MATERIAL:
********

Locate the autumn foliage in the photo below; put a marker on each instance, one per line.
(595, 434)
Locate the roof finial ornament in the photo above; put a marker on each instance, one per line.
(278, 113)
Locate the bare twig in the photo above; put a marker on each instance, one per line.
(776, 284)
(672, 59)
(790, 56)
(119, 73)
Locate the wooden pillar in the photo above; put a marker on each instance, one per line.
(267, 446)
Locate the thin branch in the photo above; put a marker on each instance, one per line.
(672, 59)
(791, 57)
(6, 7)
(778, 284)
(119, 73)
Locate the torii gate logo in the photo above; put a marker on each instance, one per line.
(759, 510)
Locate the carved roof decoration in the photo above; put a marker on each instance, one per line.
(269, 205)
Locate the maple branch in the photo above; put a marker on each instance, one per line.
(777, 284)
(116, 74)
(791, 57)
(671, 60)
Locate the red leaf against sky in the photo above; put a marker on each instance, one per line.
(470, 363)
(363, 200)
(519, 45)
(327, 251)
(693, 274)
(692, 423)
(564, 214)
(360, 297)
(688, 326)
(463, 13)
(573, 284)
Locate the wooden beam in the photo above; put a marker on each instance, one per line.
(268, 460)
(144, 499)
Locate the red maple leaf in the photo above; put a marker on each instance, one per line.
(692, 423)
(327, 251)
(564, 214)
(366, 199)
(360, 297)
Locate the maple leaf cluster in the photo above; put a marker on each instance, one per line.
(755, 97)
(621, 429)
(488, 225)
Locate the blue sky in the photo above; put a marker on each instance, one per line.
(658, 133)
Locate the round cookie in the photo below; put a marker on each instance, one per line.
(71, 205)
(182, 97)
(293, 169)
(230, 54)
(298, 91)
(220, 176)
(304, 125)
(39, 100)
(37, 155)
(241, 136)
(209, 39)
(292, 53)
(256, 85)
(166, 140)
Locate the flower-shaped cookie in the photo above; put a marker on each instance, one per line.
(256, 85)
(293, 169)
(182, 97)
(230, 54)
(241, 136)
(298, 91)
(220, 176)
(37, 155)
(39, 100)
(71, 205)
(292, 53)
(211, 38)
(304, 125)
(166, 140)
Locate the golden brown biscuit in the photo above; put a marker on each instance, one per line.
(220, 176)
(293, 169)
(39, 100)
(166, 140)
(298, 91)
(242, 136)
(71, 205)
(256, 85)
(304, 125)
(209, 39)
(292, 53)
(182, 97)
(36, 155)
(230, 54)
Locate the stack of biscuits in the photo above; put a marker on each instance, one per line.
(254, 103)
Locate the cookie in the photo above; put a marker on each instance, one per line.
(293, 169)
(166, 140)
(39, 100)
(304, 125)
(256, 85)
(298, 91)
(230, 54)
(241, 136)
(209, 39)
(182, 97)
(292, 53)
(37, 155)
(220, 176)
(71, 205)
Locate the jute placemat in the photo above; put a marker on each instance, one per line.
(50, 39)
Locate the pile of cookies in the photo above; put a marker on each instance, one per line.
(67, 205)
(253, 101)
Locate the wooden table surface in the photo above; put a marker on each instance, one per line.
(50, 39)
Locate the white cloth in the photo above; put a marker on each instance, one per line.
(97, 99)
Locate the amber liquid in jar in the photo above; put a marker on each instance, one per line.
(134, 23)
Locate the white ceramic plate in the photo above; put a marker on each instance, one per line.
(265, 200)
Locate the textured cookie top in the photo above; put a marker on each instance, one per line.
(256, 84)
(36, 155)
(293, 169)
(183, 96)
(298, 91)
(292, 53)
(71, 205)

********

PROMPT:
Reproduce the data, keeping every line exactly the same.

RESPONSE BELOW:
Locate the autumn foliage in the photo below; put a marker on each instance, one per line.
(595, 434)
Locate the roof finial ornament in the photo above; put a marker on each instance, one per line.
(278, 113)
Locate the bare twig in the photo above; put a marker on each instance, one per line.
(776, 284)
(672, 59)
(790, 56)
(119, 73)
Locate the wooden pillar in the photo above; put a marker on each instance, one per line.
(267, 446)
Locate the thin branch in the photo above; put a marker on each instance, one per line.
(672, 59)
(791, 57)
(6, 7)
(778, 284)
(119, 73)
Locate the torii gate logo in the photo above; put a marker on each instance, one per line.
(759, 510)
Locate the carved roof decoration in the photo above; put a marker on each instance, one per line.
(269, 205)
Locate the maple branch in the photo above; put a marker on each instance, one per line.
(777, 284)
(116, 74)
(791, 57)
(671, 60)
Locate the red leaf against sky in the photo above; put a marker on each instance, one per line.
(470, 363)
(363, 200)
(519, 45)
(327, 251)
(693, 274)
(692, 423)
(564, 214)
(360, 297)
(688, 326)
(463, 13)
(573, 284)
Locate the wooden beam in the photo above; put a marker on each instance, one per line.
(268, 460)
(144, 499)
Locate the red maple leaf in the photo above; put a marker on each instance, one per line.
(692, 423)
(327, 251)
(564, 214)
(366, 199)
(360, 297)
Locate the maple leaf cluster in the photo above; put a marker on each instance, one per line.
(755, 97)
(621, 429)
(488, 225)
Locate the blue sky in the photo above; put a marker on each instance, one per line.
(658, 133)
Locate the round cookie in the photo below; put a marker on each instance, one per line.
(71, 205)
(182, 97)
(293, 169)
(230, 54)
(298, 91)
(220, 176)
(304, 125)
(39, 100)
(37, 155)
(241, 136)
(209, 39)
(292, 53)
(256, 85)
(166, 140)
Locate the flower-shaped cookie in the photo above; put a marker on each instance, one per line.
(256, 85)
(293, 169)
(182, 97)
(230, 54)
(241, 136)
(298, 91)
(220, 176)
(37, 155)
(39, 100)
(71, 205)
(292, 53)
(211, 38)
(304, 125)
(166, 140)
Locate the golden brown biscuit in the photo above; put a marker on each instance, one per line.
(220, 176)
(293, 169)
(39, 100)
(166, 140)
(298, 91)
(242, 136)
(71, 205)
(256, 85)
(304, 125)
(209, 39)
(292, 53)
(182, 97)
(36, 155)
(230, 54)
Locate the stack of biscuits in the photo above; put a marker on each instance, one per line.
(254, 103)
Locate the cookie in the photo above; put a marker on each instance, one per line.
(293, 169)
(166, 140)
(39, 100)
(304, 125)
(256, 85)
(298, 91)
(230, 54)
(241, 136)
(209, 39)
(182, 97)
(292, 53)
(37, 155)
(220, 176)
(71, 205)
Locate the jute placemat in the photo above; put a marker on each instance, one per line.
(50, 39)
Locate the pile of cookies in the photo above; put a marker on each instance, one per line.
(67, 205)
(253, 101)
Locate the wooden table surface in the photo above; put a marker on each instance, one per line.
(50, 39)
Locate the white cloth in the photo above; put a marker on each instance, one per line.
(97, 99)
Locate the amber liquid in jar in the photo above; put a marker on each instance, one per line.
(134, 23)
Locate the white ceramic plate in the photo above; put a marker on each instance, one per line.
(265, 200)
Locate the textured cookie top in the photo above; put a marker on each instance, one per line.
(256, 84)
(36, 155)
(293, 169)
(183, 96)
(298, 91)
(292, 53)
(71, 205)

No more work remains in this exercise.